The data.
Content starts

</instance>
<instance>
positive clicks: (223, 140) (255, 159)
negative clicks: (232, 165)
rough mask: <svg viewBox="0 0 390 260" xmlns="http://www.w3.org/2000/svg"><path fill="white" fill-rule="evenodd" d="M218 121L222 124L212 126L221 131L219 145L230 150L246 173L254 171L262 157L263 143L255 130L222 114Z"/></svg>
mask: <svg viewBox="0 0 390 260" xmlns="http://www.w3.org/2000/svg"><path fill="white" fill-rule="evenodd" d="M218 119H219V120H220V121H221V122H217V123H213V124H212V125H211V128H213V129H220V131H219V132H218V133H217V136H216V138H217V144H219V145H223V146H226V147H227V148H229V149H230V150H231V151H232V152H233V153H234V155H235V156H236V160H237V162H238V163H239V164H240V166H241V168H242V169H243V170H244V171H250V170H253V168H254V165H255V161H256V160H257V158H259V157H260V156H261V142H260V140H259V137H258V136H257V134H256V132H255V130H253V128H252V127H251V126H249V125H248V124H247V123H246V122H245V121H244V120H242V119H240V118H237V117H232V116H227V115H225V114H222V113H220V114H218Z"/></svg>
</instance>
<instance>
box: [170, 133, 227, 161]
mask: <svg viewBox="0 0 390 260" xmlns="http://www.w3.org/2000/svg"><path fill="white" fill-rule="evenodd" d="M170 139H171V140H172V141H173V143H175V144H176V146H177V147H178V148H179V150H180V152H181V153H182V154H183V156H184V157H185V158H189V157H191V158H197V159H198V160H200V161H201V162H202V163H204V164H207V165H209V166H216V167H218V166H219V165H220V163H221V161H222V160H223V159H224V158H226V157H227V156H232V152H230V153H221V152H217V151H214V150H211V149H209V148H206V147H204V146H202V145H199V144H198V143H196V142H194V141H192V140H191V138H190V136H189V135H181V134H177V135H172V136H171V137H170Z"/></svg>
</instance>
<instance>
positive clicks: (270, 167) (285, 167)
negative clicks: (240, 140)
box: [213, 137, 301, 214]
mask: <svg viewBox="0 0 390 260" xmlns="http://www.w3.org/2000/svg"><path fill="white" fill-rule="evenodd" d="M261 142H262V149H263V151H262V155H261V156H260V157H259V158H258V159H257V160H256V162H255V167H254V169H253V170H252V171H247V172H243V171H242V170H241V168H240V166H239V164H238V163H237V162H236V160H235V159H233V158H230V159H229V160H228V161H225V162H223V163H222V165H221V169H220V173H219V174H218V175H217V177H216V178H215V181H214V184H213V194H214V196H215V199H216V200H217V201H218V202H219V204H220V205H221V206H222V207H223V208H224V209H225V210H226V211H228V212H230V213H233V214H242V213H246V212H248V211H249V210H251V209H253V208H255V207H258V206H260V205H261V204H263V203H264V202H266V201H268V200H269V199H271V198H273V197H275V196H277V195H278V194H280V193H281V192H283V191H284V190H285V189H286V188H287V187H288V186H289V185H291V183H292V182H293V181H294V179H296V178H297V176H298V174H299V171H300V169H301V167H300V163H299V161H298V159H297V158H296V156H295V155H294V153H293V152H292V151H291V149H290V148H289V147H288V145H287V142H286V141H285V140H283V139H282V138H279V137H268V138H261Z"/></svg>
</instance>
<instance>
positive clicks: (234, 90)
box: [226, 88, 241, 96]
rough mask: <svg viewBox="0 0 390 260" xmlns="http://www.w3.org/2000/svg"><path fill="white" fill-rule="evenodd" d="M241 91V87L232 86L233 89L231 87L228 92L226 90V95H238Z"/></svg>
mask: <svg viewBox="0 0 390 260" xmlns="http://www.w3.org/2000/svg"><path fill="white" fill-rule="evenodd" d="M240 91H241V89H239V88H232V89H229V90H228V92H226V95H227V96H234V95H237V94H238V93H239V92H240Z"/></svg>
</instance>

Content ends

Task brief.
Extract, please, the lines from the start of the entries above through the one with "negative clicks: (232, 165)", both included, reproducing each exactly and adding nothing.

Completed exercise.
</instance>
<instance>
positive clicks: (223, 140) (255, 159)
negative clicks: (232, 165)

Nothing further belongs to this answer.